◆ STATED PROBLEM ◆
Pictures in the data below are not part of the copy; transcribe everything else exactly.

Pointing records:
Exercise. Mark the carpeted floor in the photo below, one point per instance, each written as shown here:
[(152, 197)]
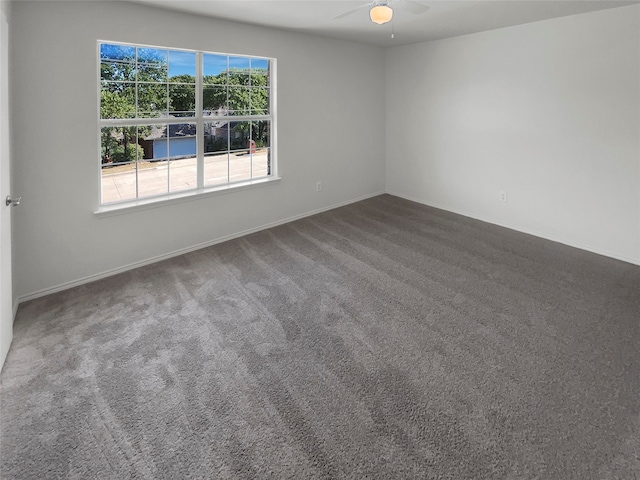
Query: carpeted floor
[(385, 339)]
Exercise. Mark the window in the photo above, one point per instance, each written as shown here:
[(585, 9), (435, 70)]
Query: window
[(177, 120)]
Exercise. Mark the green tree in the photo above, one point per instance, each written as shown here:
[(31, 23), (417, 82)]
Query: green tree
[(182, 93)]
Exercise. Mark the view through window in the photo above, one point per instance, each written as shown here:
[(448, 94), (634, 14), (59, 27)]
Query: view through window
[(176, 120)]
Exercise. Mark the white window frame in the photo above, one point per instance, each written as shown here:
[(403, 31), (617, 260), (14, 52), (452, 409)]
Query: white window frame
[(153, 201)]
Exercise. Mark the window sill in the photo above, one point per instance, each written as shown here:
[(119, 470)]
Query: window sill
[(178, 197)]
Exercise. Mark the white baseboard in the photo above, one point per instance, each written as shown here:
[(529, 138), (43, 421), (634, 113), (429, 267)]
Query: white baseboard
[(517, 229), (182, 251)]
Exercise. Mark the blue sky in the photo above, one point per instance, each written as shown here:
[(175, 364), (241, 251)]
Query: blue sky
[(181, 62)]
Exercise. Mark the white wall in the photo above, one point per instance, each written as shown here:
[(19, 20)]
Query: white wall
[(328, 130), (6, 297), (548, 111)]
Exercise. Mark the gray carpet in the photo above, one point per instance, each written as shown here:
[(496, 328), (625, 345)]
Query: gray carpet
[(384, 339)]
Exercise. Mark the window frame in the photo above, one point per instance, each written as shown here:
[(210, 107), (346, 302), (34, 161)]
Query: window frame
[(199, 120)]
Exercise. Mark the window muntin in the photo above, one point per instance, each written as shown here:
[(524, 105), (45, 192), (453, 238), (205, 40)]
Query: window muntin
[(176, 120)]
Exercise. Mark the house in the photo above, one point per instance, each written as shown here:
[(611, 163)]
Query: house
[(547, 111), (534, 127)]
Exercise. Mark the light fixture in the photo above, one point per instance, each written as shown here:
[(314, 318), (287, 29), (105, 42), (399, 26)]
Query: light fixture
[(381, 14)]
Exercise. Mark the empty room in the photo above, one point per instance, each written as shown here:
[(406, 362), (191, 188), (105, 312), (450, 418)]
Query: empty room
[(320, 239)]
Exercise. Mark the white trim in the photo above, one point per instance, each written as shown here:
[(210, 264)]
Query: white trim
[(521, 230), (182, 251), (146, 203)]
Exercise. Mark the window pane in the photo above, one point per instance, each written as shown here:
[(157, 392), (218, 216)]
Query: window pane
[(259, 72), (182, 66), (260, 163), (117, 100), (261, 153), (216, 137), (109, 51), (216, 168), (153, 178), (261, 133), (214, 69), (182, 140), (152, 65), (156, 159), (259, 101), (239, 71), (239, 166), (239, 100), (152, 100), (214, 100), (117, 71), (182, 100), (154, 142), (239, 133)]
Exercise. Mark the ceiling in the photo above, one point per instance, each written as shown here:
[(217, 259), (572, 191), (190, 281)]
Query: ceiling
[(445, 18)]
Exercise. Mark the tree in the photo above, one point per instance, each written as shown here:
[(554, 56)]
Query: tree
[(182, 93)]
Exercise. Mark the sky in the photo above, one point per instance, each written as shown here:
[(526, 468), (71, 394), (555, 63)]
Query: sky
[(182, 62)]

◆ THE ANSWER ◆
Exercise. Mark the carpeted floor in the photo below, one point per instance, each written as shown here:
[(152, 197)]
Query: carpeted floor
[(385, 339)]
Exercise. Mark the window in the photo above, one point per instance, each written as shown here:
[(585, 9), (435, 70)]
Query: window
[(177, 120)]
Exercise. Mark the green tree in the photo above, one point per instance, each written as shown here:
[(31, 23), (417, 82)]
Query: green tree
[(182, 93)]
Exercise. Mark the view through window in the photo above, one point per instance, each written as shown here:
[(448, 94), (634, 14), (59, 27)]
Query: view through window
[(176, 120)]
Exercise. Mark the white window frame in the photo above, one point per instance, each written as shown here:
[(403, 31), (617, 260), (14, 52), (452, 409)]
Query: white window frame
[(153, 201)]
Exercise. Mark the window sill in the photo above, one point per instance, each written as shown here:
[(119, 470)]
Query: window sill
[(178, 197)]
Exercise. Mark the white baseboard in the photo above, one point per instance, each written as shown here:
[(529, 138), (43, 421), (634, 113), (429, 267)]
Query: white baseboard
[(517, 229), (182, 251)]
Exercise. Mark the blue sky in the photo above, one point per instance, each written as shown here:
[(175, 364), (241, 251)]
Query: blue sky
[(181, 62)]
Exercise. Mark the white wall in the photo above, one point per instance, each written as shown here:
[(19, 20)]
Query: white wall
[(328, 130), (6, 297), (548, 111)]
Exercise. Mark the gray carpet in the photo above, one point per instance, each written as shown here:
[(496, 328), (625, 345)]
Query: gray carpet
[(384, 339)]
Exercise. Mark the window frame in the photo above, one point per instance, each written as shown here:
[(210, 107), (346, 302), (34, 161)]
Query: window frame
[(199, 120)]
Exercise. Mark the window muntin in the photo above, one point per instance, each written as shown here:
[(524, 105), (45, 192), (453, 238), (205, 40)]
Query: window muntin
[(176, 120)]
Exercise. Mark the house in the photo above, one point per instance, each written as shown here:
[(611, 163)]
Query: house
[(547, 111), (534, 127)]
Exercise. Mark the light fixture in the photo above, one point per instance, each written as shown here:
[(314, 318), (287, 29), (105, 42), (399, 26)]
Query: light fixture
[(381, 14)]
Exercise. Mark the empty room in the photo above, one point per instance, each written as shown here:
[(406, 362), (191, 188), (105, 312), (450, 418)]
Query: empty room
[(320, 239)]
Exercise. Mark the white trim in the photo above, one point per instance, each written as shown here:
[(210, 264)]
Query: white trim
[(521, 230), (182, 251), (146, 203)]
Exercise. Mark the window pane in the photo above, one point per instance, each written as shown here:
[(157, 392), (218, 216)]
Query: window pane
[(259, 72), (182, 66), (260, 163), (117, 100), (261, 153), (216, 137), (109, 51), (216, 168), (153, 178), (261, 133), (214, 69), (182, 140), (152, 65), (156, 159), (259, 101), (239, 71), (239, 166), (239, 100), (152, 100), (214, 100), (117, 71), (182, 100), (154, 142), (239, 133)]
Exercise. Mark the ceiling in the photo above, one point per instance, each written as shown here:
[(217, 259), (572, 191), (190, 281)]
Query: ceiling
[(445, 18)]
Exercise. Mark the tree in the photo above, one point per instance, each written as shown here:
[(554, 56)]
Query: tree
[(182, 93)]
Exercise. Mark the sky in the photo above, one point per instance, each written as shown here:
[(526, 468), (71, 394), (555, 63)]
Query: sky
[(182, 62)]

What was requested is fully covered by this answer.